[Passage shown Boundary: Start]

Love, love, love the fact that people against the public option worry so much about rationing, but not so much about stories like these:
Via HuffPo: Rather than continue to pay for Ian Pearl’s million dollar medical treatments, one insurance company has decided to end certain lines of coverage altogether, reports William Ehart of the Washington Times. Pearl, 37, suffers from Type II spinal muscular dystrophy, and has been using a wheel chair and connected to a breathing tube for most of his life. Patients with his type of muscular dystrophy rarely live past infancy, but Peal credits his vitality to the care he has received all his life.
On December 1 his insurer, Guardian, is discontinuing a portion of its coverage, which will effectively kill him. Without his extensive coverage Pearl will be admitted to a state hospital under Medicaid, with less treatment. Pearl’s mother said that in a state hospital her son would be lucky to live more than a few weeks. Pearl’s plan, as of now, covers 24-hour home nursing, which Medicaid, and the vast majority of plans, do not.
“This is attempted murder” said his father, Warren, “the insurance companies are cheating in order to have obscene profits.”
Seriously, why isn’t this against the law? Isn’t the insurance business based on risk? Apparently not. The deck is rigged in their favor at all times, and their tactics are amoral and disgusting. Ooh, we lost the bet on Pearl, guess we just take his cards and kick him out of the game rather than pay our losses. Hell, insurance companies don’t even play the odds. They’re like a seven year old who calls “time out” right before getting tagged. And, not only is Guardian screwing over Pearl, they’re screwing over everyone else in the state who relies on this service.
And, then there’s this big fella.
By the numbers, Alex is in the 99th percentile for height and weight for babies his age. Insurers don’t take babies above the 95th percentile, no matter how healthy they are otherwise.

[Passage shown Boundary: End]

[Task requirements] Set down the health insurance post from "Seriously, why isn’t" up to and including "on this service.", word for word. Use only the health insurance post.

[Dataset content Boundary: Start]

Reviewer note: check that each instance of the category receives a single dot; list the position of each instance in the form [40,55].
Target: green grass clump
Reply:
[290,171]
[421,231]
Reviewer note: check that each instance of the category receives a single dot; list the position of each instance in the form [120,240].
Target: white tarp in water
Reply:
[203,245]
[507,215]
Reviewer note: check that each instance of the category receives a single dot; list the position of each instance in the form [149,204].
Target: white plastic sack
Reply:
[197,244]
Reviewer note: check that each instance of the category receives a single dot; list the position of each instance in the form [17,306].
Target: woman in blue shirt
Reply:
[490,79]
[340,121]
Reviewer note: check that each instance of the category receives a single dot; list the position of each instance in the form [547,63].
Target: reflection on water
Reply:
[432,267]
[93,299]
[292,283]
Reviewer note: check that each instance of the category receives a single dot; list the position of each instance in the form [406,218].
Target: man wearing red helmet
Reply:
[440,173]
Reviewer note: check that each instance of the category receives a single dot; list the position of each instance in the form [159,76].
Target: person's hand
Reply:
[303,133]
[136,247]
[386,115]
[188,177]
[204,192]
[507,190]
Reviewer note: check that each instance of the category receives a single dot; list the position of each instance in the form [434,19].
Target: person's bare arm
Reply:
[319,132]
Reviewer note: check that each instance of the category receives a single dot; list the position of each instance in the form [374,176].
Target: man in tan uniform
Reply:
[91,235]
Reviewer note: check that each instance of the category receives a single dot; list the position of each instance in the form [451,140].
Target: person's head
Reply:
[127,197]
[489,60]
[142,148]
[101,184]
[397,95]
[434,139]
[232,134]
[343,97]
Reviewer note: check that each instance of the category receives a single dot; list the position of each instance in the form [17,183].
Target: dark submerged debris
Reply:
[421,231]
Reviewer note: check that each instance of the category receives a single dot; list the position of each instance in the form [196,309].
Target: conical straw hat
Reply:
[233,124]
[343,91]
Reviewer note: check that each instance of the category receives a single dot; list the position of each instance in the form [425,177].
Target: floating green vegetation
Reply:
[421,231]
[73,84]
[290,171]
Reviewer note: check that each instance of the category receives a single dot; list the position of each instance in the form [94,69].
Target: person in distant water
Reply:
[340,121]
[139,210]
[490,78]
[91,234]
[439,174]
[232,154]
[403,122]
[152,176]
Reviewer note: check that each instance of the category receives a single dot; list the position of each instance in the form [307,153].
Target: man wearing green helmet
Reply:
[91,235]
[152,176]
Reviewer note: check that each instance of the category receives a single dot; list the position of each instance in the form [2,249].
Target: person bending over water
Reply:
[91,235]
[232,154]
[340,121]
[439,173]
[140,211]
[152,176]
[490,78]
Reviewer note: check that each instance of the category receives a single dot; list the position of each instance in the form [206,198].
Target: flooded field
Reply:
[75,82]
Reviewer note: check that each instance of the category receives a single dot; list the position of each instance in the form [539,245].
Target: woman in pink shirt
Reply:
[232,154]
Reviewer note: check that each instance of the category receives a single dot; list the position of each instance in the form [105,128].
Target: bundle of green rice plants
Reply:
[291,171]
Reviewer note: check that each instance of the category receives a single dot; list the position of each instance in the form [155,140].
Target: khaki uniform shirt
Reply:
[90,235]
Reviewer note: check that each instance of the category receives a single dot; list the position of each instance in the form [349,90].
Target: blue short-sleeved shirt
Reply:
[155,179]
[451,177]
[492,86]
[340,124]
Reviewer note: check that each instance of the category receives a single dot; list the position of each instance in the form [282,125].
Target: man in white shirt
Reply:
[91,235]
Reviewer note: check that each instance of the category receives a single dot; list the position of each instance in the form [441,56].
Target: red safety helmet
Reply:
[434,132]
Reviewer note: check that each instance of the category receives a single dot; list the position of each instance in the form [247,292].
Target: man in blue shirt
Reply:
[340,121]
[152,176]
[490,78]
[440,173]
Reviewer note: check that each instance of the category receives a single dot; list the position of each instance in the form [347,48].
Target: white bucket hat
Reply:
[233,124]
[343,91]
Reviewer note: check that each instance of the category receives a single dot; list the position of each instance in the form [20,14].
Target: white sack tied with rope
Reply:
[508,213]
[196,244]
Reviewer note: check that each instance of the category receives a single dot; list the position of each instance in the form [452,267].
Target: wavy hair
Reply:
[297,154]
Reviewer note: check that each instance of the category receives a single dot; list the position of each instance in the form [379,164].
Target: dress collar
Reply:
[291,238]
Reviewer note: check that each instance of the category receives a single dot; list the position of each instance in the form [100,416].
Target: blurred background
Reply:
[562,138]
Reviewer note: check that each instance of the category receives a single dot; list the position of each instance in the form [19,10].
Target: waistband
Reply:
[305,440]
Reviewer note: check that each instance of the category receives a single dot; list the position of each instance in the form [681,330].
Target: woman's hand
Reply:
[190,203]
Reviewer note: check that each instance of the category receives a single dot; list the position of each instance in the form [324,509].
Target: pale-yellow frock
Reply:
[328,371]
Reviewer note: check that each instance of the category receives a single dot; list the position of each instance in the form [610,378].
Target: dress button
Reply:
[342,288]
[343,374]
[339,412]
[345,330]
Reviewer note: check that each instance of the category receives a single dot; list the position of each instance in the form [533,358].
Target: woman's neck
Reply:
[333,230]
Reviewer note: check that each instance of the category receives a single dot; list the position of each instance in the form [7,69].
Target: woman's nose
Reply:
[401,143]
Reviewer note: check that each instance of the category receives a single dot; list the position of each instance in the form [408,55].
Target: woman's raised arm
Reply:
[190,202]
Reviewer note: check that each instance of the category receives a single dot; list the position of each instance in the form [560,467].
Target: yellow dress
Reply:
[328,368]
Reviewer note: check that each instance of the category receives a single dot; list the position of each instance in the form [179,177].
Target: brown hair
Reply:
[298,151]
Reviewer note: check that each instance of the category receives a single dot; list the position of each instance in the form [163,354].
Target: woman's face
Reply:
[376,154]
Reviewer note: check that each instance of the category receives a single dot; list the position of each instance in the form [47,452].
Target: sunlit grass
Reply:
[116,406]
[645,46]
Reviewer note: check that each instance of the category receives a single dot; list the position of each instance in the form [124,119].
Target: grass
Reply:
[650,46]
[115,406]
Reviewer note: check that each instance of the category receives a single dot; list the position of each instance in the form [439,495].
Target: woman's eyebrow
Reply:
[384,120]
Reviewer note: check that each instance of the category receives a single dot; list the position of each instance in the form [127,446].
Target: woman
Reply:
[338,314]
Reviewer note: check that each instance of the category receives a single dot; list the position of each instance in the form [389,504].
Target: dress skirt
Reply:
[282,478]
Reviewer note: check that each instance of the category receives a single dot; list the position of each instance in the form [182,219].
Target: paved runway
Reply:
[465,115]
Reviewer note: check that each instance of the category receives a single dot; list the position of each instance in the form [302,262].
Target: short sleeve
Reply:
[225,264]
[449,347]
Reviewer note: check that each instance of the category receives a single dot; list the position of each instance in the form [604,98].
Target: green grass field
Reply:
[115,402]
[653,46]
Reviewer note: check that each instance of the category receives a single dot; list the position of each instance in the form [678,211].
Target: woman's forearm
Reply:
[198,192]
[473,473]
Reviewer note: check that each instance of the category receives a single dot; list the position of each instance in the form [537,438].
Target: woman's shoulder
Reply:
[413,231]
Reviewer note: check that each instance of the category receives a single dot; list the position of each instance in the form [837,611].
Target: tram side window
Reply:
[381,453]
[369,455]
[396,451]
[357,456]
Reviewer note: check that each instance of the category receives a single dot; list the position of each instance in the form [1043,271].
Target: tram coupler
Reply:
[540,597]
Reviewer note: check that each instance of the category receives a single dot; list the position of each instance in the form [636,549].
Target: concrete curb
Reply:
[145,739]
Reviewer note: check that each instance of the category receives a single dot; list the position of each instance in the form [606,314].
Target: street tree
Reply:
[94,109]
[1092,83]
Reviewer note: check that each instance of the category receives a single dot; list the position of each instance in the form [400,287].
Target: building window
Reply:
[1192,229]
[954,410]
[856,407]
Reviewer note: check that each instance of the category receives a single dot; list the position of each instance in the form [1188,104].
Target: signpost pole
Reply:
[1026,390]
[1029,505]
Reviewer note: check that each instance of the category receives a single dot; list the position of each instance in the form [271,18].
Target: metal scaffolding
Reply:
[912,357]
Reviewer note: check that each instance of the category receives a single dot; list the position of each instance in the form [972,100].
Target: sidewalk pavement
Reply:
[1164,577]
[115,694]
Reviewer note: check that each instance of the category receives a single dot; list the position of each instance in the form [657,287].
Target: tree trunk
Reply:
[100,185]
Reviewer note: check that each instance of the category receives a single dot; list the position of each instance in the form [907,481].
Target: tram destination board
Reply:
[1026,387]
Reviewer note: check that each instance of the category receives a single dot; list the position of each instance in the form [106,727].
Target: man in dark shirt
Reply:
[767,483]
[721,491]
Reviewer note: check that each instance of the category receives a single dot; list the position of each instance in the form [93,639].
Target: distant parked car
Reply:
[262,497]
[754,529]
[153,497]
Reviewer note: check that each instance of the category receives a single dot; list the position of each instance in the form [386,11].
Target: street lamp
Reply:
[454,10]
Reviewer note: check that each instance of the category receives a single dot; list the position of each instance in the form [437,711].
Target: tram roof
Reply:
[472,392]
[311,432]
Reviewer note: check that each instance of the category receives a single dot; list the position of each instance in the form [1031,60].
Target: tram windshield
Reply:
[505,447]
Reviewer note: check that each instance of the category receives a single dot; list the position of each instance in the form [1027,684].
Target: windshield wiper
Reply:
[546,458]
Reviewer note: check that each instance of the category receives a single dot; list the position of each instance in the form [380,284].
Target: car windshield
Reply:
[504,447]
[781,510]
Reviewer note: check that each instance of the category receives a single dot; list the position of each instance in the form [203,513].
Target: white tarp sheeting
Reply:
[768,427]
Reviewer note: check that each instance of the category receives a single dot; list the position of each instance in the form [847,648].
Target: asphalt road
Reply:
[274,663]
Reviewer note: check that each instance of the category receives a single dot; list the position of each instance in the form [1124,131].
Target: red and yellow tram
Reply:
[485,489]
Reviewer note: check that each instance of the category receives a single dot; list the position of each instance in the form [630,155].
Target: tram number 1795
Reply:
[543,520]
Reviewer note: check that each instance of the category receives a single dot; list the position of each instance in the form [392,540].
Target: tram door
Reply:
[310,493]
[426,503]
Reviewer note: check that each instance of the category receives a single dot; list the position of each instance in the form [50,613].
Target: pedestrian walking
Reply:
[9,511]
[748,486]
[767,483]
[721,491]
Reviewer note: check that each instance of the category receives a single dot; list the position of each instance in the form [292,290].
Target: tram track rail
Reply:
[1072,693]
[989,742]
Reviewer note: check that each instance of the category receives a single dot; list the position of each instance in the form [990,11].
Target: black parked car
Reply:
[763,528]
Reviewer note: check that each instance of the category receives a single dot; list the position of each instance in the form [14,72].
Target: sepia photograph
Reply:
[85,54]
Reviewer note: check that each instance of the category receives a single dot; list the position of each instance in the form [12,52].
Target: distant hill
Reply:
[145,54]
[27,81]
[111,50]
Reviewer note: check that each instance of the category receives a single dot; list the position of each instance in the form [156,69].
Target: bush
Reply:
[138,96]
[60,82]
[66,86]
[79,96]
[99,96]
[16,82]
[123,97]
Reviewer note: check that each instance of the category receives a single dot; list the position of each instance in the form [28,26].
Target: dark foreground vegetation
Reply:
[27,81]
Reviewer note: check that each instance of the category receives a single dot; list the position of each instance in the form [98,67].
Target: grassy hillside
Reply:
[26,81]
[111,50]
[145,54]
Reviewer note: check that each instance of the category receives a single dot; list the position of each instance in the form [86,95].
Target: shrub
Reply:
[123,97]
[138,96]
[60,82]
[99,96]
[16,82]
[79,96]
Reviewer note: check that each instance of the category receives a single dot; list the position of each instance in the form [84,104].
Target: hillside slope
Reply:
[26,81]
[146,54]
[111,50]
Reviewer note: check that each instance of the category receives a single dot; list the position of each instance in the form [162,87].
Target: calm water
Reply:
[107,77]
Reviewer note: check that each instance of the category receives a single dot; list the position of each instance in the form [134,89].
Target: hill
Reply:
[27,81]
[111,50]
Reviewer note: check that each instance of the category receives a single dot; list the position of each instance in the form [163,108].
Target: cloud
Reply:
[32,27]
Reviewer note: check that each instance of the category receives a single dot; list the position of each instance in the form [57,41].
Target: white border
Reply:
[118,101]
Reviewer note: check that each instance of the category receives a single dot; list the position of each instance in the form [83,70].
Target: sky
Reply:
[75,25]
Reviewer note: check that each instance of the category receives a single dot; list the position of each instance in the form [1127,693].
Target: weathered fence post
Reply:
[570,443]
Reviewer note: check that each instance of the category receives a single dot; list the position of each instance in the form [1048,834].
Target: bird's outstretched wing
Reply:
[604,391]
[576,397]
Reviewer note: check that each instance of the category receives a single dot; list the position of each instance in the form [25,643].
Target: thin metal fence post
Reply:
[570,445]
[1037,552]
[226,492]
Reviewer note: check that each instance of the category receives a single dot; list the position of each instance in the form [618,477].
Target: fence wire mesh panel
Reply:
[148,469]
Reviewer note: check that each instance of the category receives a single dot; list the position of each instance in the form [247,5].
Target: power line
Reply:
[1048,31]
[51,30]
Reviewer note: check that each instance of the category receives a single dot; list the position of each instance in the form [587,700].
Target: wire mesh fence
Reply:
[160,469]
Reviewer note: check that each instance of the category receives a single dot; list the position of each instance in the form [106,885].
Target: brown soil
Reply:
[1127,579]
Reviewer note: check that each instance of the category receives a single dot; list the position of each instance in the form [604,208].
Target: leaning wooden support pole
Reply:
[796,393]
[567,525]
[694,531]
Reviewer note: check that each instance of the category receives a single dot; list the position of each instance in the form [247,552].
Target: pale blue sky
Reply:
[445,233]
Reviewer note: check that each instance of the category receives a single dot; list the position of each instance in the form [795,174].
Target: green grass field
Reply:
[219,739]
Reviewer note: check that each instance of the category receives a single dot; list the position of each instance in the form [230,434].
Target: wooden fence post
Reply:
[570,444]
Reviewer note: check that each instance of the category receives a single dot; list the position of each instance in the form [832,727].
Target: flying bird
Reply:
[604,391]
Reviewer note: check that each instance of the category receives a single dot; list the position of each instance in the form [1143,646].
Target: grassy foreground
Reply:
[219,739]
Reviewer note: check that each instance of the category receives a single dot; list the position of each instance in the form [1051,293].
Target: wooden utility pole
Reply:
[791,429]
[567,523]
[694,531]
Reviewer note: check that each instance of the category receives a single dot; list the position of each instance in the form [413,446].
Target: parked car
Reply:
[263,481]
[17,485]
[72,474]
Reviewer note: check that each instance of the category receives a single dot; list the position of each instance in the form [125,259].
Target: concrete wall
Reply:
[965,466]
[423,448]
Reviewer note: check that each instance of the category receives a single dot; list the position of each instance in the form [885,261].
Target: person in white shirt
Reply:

[Dataset content Boundary: End]

[Answer space]
Seriously, why isn’t this against the law? Isn’t the insurance business based on risk? Apparently not. The deck is rigged in their favor at all times, and their tactics are amoral and disgusting. Ooh, we lost the bet on Pearl, guess we just take his cards and kick him out of the game rather than pay our losses. Hell, insurance companies don’t even play the odds. They’re like a seven year old who calls “time out” right before getting tagged. And, not only is Guardian screwing over Pearl, they’re screwing over everyone else in the state who relies on this service.